DIRECTIONS:
1 - In the text on Caulobacter crescentus, what two kinds of cells does each division produce?
2 - Rewrite the paragraph beginning "Objectives: Microbial systems provide" from the text on Caulobacter crescentus as a short bulleted list that keeps its main facts.

*** Opening DOCUMENT SEGMENT ***

John Tyson, Biological Sciences, Virginia Tech
Objectives: Microbial systems provide a unique setting for probing biological dynamics at multiple scales (sub-cellular, cellular and population levels). The free-living aquatic bacterium Caulobacter crescentus is a model organism for studying the cell cycle; it exhibits a dimorphic cell division cycle. Each division results in two morphologically distinct cells: a sessile stalked cell and a motile swarmer cell. The stalked cell remains anchored to a substrate and, provided there are sufficient local nutrients, continues to grow, replicate its DNA and produce new daughter cells. The swarmer cell swims off to find a new location of its own, where it differentiates into a stalked cell and completes the life cycle.

*** Closing DOCUMENT SEGMENT ***
*** Opening ENTRIES SHOWN ***

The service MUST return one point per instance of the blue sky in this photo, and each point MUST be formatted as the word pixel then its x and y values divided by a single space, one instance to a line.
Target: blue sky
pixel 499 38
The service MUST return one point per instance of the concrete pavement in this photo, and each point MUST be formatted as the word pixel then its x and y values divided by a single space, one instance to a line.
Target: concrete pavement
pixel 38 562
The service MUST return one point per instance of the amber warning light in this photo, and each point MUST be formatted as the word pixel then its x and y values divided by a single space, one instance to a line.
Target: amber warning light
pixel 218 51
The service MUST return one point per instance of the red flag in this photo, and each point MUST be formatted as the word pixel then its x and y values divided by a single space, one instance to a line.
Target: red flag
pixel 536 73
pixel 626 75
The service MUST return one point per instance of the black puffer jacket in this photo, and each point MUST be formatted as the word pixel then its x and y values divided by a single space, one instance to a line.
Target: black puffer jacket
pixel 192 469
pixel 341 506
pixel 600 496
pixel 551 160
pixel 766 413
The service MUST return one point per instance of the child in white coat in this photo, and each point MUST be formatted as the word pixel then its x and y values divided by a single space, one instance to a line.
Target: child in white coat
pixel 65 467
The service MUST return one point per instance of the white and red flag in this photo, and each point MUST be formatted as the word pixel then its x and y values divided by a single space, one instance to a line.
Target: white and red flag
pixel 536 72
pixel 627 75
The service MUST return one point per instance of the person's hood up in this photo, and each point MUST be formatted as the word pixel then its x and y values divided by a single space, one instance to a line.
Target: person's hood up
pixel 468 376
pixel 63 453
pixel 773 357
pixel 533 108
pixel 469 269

*** Closing ENTRIES SHOWN ***
*** Opening ENTRIES SHOWN ***

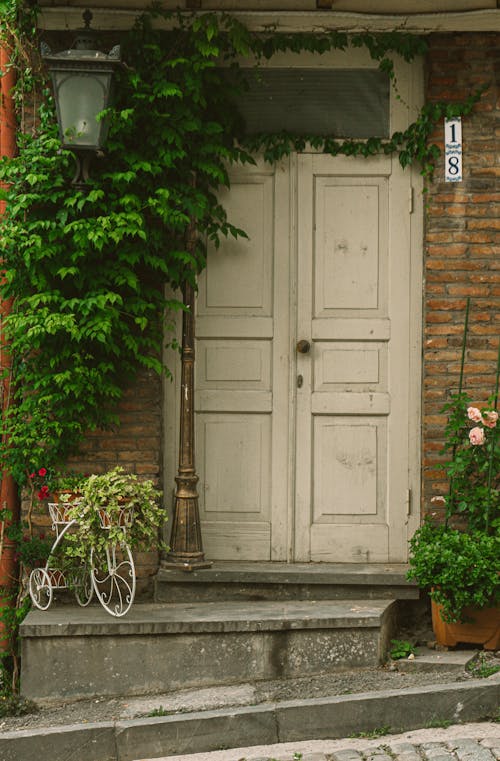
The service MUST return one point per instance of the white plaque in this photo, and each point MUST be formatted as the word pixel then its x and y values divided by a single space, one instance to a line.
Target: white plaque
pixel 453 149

*** Closing ENTRIES SHOWN ***
*** Opening ENTRIES SHOWN ***

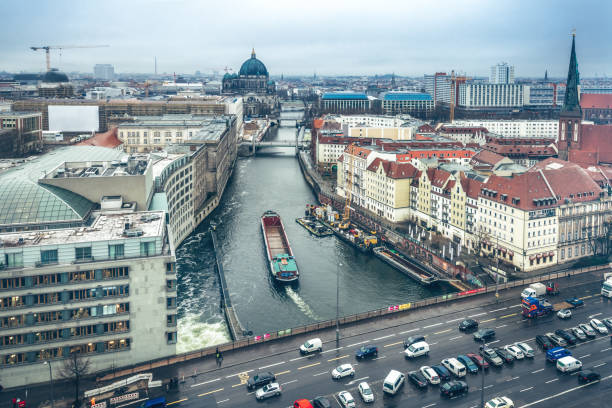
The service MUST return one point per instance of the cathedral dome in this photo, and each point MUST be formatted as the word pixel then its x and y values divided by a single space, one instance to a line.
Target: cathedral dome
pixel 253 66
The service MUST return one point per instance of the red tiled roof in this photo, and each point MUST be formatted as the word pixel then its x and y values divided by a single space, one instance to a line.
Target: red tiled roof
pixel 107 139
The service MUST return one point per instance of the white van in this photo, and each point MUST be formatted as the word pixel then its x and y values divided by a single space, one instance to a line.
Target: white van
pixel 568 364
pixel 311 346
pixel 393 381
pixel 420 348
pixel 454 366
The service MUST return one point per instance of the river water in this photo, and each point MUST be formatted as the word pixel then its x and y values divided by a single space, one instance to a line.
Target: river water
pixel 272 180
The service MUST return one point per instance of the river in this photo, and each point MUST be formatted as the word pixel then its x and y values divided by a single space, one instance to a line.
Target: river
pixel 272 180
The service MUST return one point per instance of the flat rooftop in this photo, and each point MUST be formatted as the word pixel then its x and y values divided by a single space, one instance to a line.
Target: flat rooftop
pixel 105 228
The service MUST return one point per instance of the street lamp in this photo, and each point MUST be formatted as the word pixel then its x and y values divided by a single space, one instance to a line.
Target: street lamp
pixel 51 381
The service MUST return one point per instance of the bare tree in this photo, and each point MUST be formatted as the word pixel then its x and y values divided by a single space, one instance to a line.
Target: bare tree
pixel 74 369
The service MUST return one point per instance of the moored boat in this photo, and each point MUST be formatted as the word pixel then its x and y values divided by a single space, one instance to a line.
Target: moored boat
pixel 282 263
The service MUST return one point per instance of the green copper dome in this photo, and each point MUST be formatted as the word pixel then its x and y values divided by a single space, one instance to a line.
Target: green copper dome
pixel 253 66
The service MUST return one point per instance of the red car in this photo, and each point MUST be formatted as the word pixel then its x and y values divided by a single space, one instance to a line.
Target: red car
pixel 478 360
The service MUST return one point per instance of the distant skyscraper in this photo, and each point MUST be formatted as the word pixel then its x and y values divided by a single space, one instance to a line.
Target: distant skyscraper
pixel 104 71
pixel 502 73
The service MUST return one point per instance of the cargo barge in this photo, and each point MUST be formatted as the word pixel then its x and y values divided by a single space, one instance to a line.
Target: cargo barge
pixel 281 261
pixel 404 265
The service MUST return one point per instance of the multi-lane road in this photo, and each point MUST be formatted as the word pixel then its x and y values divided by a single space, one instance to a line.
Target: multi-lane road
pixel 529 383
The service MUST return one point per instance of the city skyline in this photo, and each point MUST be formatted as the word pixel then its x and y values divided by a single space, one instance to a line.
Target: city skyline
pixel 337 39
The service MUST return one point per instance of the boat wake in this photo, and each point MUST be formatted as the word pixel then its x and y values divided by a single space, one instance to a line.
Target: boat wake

*** Closing ENTRIES SHOWN ***

EXERCISE SOLUTIONS:
1 - A sessile stalked cell and a motile swarmer cell.

2 -
- Microbial systems let researchers probe biological dynamics at sub-cellular, cellular and population levels.
- Caulobacter crescentus, a free-living aquatic bacterium, is a model organism for studying the cell cycle and has a dimorphic division cycle.
- Each division yields two distinct cells: a sessile stalked cell and a motile swarmer cell.
- The stalked cell stays anchored to a substrate and, with enough local nutrients, keeps growing, replicating its DNA and producing daughter cells.
- The swarmer cell swims to a new location, becomes a stalked cell there and completes the life cycle.